### INFORMATION SHOWN
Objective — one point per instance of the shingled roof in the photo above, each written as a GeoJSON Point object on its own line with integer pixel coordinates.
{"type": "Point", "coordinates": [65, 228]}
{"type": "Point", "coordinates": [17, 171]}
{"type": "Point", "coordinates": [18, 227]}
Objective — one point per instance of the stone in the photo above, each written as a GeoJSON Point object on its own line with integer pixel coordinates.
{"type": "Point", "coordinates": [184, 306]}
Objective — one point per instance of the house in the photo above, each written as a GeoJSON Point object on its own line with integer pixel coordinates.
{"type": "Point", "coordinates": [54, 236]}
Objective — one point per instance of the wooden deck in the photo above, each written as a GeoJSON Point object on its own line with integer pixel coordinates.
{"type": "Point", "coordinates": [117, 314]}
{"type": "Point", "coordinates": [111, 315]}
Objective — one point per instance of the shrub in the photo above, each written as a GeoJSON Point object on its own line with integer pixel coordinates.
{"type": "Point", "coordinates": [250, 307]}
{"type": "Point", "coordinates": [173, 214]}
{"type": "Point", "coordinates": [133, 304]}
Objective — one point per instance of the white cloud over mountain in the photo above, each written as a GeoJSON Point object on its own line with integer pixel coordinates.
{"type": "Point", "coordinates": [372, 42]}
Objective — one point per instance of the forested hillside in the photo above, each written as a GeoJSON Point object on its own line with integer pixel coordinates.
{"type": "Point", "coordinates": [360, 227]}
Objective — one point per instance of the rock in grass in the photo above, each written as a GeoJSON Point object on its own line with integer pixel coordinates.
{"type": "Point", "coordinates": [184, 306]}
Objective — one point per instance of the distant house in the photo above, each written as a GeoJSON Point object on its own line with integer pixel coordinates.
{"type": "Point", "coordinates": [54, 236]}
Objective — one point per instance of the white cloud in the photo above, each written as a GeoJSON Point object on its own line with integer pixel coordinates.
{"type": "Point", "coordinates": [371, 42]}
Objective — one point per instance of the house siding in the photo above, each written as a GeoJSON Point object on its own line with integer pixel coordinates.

### REQUIRED TASK
Echo verbatim every line of the entries above, starting at the line that contains "Objective — one point per instance of the wooden" and ending at the final line of the entries, with both endpoints included.

### THE RESULT
Objective — one point per instance of the wooden deck in the photo above, each written as a GeoJSON Point object on its own line with integer pixel coordinates.
{"type": "Point", "coordinates": [117, 314]}
{"type": "Point", "coordinates": [111, 315]}
Objective — one point per instance of the shrub in the photo above, each written as a GeoJSON Point object on its own line with integer pixel coordinates.
{"type": "Point", "coordinates": [250, 307]}
{"type": "Point", "coordinates": [173, 214]}
{"type": "Point", "coordinates": [133, 304]}
Objective — one point per instance of the white cloud over mountain in the photo above, each written as a GeoJSON Point object on its own line with integer pixel coordinates.
{"type": "Point", "coordinates": [372, 42]}
Objective — one point per instance of the forested hillside in the photo above, each written as a GeoJSON Point object on its own line with integer pixel coordinates.
{"type": "Point", "coordinates": [360, 227]}
Objective — one point per instance of the rock in grass in the photo above, each written as a GeoJSON Point object on its own line with integer pixel coordinates.
{"type": "Point", "coordinates": [184, 306]}
Objective — one point per instance of the distant house in the photo above, each written as a GeoJSON Point object on its own line with integer pixel coordinates.
{"type": "Point", "coordinates": [54, 236]}
Objective — one point per instance of the white cloud in the photo above, each written as a GeoJSON Point object on its own line with integer pixel coordinates.
{"type": "Point", "coordinates": [371, 42]}
Objective — one point per instance of the house siding in the photo above, each written as a GeoJSON Point object on its own line with integer pixel coordinates.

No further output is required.